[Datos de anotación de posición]
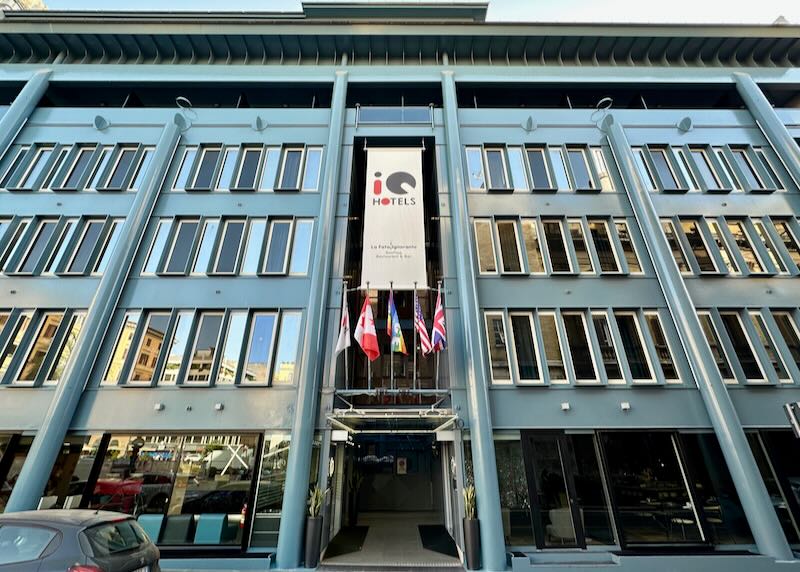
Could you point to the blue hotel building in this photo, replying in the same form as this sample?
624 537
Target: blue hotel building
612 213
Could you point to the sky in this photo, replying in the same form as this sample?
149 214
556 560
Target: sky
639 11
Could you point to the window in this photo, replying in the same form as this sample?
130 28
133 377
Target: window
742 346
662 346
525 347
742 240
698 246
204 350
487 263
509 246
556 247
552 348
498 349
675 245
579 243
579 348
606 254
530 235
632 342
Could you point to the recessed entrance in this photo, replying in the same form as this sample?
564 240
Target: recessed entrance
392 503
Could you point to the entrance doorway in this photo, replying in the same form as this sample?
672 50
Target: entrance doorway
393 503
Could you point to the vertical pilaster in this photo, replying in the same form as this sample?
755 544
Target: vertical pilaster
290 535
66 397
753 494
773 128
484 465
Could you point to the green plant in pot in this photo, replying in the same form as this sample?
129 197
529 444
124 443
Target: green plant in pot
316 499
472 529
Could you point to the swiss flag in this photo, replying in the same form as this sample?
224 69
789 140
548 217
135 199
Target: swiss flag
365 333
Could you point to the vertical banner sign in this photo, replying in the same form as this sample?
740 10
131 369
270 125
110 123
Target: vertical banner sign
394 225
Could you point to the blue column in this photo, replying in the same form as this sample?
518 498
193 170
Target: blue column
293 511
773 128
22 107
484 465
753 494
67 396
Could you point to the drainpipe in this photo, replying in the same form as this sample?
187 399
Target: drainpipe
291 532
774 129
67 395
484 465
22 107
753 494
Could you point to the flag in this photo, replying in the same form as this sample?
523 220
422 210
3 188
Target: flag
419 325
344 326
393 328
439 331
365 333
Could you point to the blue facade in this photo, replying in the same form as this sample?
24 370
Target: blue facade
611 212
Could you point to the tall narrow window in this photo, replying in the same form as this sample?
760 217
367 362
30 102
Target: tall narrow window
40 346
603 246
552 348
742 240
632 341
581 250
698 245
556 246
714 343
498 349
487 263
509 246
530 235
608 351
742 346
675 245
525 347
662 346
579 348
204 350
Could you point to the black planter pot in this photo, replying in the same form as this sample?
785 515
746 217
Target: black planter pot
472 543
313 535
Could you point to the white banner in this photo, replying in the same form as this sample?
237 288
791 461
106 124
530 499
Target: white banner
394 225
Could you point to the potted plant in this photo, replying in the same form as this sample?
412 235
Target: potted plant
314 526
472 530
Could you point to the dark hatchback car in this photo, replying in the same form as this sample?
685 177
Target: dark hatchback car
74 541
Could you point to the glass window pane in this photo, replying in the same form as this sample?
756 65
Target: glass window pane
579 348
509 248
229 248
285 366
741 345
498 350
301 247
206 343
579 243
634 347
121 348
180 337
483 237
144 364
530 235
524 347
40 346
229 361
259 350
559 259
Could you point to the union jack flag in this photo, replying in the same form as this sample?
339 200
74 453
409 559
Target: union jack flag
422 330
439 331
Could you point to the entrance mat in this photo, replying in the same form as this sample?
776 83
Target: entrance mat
==
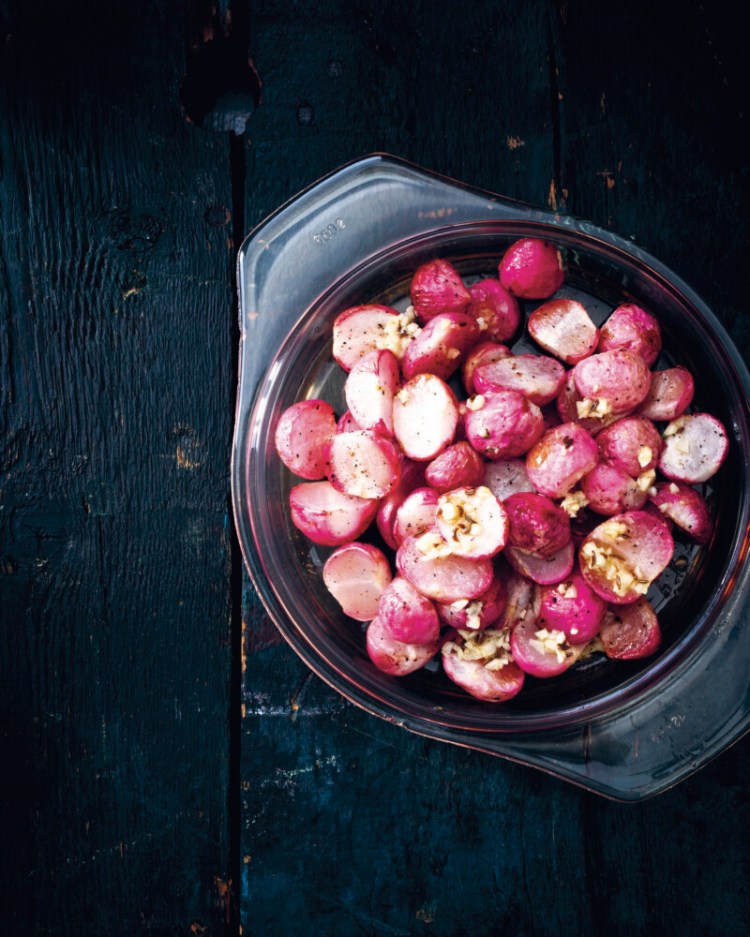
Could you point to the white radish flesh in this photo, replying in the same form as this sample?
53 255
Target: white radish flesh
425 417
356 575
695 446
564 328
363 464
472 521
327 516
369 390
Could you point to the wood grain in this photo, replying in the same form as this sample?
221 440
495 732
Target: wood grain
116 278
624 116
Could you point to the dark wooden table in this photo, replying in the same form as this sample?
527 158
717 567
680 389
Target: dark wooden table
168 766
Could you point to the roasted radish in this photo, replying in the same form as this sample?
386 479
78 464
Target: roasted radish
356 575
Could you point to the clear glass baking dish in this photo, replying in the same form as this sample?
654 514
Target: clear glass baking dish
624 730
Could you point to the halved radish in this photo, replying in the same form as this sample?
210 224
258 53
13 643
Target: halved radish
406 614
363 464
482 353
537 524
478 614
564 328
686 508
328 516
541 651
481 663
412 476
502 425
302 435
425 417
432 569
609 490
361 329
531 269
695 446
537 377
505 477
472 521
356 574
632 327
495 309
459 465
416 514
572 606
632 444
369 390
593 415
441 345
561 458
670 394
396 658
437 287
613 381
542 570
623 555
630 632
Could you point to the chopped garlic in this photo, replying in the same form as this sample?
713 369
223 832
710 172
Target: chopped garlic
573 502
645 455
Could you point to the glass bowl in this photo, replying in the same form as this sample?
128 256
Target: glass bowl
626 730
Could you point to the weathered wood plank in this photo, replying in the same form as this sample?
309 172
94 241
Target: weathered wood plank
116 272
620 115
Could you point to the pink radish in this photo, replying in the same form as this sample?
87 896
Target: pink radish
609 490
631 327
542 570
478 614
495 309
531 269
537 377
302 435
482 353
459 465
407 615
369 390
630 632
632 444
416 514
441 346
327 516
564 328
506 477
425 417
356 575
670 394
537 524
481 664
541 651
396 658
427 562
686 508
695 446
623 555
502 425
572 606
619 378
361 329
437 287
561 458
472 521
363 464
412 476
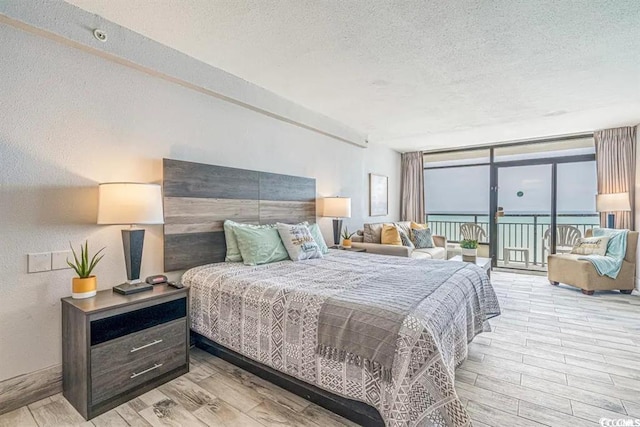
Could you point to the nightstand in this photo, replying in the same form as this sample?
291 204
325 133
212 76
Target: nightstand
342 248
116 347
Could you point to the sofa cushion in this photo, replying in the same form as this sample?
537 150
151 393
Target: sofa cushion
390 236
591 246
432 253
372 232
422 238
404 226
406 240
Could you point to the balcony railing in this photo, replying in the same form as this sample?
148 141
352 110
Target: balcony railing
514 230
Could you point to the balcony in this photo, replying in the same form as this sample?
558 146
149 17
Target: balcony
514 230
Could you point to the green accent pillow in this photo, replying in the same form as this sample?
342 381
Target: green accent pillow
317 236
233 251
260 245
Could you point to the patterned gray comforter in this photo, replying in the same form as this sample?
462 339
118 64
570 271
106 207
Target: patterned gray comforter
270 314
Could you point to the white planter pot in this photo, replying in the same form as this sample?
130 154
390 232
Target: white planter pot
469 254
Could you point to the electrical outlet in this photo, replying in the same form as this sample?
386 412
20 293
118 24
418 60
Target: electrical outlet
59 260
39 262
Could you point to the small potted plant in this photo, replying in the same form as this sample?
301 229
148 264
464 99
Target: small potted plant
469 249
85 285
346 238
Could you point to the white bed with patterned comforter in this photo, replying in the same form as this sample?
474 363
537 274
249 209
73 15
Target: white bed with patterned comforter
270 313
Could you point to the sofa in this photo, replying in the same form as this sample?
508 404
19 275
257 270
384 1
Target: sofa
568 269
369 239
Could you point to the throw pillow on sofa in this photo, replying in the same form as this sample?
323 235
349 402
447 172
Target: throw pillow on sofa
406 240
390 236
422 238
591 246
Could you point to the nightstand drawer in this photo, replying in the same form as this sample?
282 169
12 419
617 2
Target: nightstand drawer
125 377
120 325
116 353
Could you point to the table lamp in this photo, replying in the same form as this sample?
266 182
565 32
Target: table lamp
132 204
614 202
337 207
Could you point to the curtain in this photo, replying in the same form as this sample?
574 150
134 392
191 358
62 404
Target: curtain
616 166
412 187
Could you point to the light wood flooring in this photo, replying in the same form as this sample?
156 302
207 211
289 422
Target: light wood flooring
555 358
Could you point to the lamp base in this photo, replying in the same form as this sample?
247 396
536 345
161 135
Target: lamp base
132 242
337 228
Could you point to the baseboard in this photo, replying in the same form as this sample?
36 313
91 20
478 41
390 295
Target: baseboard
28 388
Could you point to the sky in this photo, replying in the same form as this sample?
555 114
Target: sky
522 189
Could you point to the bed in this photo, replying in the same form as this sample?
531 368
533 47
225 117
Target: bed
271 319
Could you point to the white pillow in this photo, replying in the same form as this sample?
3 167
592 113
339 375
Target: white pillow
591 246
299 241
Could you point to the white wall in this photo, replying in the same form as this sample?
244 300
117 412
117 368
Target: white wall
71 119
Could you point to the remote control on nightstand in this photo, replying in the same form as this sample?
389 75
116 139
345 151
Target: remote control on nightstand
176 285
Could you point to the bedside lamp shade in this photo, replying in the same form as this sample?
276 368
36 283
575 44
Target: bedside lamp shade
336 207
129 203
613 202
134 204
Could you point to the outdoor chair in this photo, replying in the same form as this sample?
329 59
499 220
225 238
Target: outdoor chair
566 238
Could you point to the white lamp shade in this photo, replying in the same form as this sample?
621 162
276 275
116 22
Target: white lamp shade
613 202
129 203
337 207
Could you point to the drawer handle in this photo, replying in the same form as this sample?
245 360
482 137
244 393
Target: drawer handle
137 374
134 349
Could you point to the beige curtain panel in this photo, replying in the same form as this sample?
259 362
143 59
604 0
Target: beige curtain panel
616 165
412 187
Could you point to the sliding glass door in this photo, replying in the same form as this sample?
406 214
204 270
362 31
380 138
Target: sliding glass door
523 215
* * *
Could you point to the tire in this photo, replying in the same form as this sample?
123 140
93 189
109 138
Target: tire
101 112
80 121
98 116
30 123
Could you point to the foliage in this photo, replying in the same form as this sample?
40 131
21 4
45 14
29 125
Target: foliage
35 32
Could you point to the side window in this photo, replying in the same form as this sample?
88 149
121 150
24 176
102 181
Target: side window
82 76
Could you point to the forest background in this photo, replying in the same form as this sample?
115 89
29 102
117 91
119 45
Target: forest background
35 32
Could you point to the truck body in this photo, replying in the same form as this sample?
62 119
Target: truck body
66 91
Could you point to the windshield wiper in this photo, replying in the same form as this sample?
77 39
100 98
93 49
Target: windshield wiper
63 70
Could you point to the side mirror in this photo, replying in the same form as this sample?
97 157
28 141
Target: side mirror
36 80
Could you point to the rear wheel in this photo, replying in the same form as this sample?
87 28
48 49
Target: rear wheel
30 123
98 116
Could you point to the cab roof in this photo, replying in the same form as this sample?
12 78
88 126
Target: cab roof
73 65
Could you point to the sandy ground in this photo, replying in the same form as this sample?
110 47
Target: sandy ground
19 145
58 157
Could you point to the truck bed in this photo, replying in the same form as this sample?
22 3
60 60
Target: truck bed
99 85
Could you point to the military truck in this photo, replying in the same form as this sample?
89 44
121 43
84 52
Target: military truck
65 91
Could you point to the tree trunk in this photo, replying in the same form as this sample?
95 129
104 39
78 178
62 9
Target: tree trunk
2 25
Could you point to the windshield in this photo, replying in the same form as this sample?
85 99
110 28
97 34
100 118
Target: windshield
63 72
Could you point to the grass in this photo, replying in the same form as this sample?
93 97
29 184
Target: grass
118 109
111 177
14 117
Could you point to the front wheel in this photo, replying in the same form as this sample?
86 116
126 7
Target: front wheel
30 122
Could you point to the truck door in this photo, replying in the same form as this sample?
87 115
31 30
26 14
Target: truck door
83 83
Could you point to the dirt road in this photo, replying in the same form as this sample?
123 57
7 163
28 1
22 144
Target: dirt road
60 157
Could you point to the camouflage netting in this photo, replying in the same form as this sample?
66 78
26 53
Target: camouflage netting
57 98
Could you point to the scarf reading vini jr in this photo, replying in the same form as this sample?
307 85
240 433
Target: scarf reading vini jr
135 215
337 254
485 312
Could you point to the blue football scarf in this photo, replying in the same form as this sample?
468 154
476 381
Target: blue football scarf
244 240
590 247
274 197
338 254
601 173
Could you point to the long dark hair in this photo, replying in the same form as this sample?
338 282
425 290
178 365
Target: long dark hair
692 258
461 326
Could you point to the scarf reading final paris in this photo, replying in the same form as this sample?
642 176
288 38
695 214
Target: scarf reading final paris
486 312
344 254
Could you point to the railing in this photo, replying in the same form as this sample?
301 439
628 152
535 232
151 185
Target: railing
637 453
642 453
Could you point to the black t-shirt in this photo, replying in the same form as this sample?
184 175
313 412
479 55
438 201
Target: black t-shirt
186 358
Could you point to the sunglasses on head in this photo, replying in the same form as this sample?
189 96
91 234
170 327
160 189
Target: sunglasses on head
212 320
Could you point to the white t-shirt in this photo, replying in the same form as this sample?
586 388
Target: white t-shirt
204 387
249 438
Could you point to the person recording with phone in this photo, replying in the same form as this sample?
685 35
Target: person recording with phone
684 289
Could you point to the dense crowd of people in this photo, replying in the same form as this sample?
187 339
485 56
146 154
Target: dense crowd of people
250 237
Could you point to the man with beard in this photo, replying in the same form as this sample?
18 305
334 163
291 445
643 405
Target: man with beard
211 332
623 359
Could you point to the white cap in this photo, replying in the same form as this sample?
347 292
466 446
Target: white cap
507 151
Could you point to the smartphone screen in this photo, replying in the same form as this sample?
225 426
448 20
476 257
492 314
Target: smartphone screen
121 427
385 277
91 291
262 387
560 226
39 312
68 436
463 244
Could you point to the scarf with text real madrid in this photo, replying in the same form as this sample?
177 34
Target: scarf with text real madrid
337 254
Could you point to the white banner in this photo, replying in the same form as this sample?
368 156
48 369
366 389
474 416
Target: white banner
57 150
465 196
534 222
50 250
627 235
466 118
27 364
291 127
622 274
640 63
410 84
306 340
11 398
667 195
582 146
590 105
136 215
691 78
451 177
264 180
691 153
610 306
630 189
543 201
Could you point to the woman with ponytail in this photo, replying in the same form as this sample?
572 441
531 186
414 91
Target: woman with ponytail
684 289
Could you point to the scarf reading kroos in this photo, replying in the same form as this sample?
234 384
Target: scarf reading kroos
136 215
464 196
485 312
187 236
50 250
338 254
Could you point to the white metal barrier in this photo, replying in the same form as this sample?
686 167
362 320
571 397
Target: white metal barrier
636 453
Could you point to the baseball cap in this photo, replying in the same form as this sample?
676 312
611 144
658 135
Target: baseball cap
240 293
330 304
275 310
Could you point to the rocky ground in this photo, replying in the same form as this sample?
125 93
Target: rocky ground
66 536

▶ _INSTRUCCIONES DE LA TAREA_: Identifica en los datos de arriba cada línea que contenga la cadena "baseball" y cópiala. Se distinguen mayúsculas y minúsculas.

▶ _TU RESPUESTA_:
Could you point to the baseball cap in this photo, replying in the same form as this sample?
Target: baseball cap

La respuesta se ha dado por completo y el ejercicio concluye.